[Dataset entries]
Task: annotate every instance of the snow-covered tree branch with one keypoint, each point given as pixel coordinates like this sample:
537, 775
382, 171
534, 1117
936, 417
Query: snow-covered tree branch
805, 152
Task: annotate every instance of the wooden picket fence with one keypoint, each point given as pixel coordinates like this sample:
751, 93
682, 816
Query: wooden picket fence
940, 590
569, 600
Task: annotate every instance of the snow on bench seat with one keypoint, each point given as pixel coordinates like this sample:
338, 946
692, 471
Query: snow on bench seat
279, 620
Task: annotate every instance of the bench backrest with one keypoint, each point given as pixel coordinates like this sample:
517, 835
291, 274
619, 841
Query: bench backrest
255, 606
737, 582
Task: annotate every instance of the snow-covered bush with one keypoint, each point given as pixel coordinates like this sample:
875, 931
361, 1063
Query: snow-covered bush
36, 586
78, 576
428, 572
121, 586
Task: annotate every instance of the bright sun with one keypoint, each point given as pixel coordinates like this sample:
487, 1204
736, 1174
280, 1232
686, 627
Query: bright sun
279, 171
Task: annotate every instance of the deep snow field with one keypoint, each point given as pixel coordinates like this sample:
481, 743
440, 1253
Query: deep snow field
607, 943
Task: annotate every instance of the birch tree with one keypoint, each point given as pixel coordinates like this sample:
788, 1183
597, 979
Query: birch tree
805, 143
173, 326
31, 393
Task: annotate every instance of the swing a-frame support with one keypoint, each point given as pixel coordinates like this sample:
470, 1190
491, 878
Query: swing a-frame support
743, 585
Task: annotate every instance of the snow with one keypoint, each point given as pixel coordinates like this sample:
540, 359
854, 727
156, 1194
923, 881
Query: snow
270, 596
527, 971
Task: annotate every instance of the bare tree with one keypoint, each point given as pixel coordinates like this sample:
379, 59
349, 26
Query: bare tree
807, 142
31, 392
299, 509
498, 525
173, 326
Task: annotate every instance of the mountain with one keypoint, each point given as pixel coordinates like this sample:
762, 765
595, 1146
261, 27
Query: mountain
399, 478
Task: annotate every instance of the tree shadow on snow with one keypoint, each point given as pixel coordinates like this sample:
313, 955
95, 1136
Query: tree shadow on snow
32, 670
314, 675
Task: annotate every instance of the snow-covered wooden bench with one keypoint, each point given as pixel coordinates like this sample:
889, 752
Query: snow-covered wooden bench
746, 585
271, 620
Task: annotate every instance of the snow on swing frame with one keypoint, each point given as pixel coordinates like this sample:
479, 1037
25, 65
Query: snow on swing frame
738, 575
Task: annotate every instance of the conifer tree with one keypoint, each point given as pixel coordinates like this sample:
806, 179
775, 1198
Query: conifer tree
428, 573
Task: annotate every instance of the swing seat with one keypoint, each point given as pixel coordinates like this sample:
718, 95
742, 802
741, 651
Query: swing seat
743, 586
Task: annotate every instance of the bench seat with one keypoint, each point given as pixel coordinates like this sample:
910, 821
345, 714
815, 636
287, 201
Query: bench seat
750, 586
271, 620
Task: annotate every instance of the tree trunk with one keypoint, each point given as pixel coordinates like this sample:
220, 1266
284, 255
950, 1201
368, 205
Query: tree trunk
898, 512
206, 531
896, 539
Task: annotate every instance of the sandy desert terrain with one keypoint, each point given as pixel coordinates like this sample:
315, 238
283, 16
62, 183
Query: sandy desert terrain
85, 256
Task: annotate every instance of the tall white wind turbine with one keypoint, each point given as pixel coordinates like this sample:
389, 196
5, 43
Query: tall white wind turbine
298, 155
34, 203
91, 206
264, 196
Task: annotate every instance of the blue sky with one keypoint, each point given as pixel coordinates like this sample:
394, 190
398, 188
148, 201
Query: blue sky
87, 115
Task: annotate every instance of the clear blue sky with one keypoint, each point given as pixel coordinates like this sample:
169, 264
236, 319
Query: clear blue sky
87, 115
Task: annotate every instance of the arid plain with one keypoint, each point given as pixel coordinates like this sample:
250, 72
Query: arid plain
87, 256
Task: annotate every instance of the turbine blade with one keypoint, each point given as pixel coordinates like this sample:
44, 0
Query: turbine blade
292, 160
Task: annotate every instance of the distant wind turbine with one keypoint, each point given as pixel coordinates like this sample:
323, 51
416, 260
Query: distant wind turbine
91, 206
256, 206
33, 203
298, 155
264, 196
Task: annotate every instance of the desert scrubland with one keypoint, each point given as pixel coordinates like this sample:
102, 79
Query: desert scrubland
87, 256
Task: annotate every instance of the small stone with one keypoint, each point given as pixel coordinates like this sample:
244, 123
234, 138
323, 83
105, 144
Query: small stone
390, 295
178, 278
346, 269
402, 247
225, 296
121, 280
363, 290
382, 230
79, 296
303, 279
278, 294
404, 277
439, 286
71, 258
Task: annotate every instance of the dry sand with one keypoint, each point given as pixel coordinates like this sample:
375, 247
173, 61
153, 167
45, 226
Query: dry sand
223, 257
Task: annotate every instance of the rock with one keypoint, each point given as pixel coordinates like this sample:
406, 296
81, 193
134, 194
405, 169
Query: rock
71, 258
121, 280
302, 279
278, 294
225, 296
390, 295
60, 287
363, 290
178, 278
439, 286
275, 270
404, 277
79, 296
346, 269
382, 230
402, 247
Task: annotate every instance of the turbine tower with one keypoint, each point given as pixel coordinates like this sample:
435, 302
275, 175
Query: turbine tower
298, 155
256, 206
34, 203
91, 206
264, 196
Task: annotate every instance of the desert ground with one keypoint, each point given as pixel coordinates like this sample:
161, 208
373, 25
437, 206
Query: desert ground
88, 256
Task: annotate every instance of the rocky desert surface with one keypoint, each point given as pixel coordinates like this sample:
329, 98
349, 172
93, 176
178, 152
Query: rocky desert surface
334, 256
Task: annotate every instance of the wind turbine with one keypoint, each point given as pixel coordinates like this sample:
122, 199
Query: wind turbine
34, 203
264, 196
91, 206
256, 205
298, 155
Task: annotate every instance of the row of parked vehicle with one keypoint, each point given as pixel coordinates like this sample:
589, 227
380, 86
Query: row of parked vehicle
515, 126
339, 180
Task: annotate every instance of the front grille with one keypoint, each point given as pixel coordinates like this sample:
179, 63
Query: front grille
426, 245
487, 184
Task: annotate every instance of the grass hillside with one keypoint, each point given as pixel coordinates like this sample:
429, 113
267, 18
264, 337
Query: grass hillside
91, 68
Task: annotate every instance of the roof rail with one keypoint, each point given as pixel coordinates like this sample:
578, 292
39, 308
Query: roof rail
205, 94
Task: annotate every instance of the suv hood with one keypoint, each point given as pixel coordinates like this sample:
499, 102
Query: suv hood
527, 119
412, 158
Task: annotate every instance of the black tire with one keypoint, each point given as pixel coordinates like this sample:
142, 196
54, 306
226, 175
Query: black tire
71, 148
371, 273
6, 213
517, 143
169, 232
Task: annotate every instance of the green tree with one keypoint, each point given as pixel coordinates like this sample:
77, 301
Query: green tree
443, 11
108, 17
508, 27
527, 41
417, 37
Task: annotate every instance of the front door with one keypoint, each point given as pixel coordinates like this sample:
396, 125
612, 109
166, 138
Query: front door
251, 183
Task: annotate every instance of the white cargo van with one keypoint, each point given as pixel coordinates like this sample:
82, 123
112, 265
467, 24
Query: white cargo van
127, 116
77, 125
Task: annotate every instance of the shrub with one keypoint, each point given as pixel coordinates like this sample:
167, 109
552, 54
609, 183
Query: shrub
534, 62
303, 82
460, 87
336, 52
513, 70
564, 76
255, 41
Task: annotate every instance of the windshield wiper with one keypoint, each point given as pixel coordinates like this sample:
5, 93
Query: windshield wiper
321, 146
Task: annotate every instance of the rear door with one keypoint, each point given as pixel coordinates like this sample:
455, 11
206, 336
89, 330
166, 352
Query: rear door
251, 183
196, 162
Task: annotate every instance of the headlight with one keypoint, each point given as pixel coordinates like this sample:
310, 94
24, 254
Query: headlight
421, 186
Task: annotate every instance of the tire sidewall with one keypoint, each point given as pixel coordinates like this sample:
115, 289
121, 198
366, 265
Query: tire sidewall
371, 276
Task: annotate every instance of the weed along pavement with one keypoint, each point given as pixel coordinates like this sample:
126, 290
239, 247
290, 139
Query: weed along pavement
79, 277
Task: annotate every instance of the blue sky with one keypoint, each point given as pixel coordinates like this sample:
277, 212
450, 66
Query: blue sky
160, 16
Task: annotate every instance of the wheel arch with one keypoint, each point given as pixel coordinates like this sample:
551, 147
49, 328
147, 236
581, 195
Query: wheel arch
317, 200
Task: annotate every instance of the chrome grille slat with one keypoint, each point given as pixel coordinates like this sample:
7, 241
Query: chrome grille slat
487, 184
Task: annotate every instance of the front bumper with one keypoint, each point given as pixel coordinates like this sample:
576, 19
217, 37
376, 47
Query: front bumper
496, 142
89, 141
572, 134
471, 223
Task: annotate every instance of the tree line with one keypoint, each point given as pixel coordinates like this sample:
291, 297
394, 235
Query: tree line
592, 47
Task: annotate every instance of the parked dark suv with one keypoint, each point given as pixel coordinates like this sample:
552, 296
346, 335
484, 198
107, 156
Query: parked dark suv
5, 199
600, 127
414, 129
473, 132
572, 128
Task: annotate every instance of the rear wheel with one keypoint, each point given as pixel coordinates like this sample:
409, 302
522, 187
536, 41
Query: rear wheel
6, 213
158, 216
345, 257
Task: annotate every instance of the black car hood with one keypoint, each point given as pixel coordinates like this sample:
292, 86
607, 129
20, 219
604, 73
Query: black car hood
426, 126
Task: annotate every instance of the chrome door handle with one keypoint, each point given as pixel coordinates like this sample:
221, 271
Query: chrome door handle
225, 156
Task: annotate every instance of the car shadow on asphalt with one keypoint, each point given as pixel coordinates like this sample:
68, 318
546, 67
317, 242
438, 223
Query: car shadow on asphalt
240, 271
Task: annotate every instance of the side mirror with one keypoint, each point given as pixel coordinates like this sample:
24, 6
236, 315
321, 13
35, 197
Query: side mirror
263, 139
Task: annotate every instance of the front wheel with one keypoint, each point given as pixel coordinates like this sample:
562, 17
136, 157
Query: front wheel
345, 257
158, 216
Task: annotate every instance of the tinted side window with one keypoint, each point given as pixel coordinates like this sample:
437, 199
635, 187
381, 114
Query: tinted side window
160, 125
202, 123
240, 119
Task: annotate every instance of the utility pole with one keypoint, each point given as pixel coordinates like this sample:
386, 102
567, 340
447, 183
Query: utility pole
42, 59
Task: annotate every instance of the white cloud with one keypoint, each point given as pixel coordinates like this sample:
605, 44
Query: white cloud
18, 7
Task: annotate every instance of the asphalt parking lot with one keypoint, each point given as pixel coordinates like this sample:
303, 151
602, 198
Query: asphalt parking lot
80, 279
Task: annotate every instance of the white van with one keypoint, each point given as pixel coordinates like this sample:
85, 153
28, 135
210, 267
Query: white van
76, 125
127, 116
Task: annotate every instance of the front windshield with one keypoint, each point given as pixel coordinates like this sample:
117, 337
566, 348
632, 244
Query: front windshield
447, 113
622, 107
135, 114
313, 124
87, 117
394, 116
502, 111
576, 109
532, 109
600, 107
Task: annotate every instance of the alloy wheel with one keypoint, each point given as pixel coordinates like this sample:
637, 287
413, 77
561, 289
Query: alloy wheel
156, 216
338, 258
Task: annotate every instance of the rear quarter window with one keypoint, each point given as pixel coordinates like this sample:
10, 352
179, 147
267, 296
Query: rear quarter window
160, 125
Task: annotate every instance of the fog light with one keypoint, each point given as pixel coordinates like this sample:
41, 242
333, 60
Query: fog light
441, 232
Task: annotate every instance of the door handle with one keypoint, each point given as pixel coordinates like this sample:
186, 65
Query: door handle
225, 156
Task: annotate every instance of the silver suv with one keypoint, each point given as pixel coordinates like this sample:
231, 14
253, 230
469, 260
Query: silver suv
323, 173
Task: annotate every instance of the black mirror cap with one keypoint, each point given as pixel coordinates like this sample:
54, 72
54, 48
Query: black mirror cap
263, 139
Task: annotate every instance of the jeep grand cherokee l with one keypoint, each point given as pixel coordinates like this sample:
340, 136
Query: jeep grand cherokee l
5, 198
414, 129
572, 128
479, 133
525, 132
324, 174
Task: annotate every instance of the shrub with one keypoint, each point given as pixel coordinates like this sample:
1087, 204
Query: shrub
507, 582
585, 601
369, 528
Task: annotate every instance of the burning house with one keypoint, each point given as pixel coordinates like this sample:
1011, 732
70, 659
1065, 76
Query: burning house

What you have to do: Every line in the data above that contains the word "house" should be copied.

Exercise solution:
Task: annotate every instance of the burning house with one keypoint, each point given as pixel coordinates like this sample:
Query: burning house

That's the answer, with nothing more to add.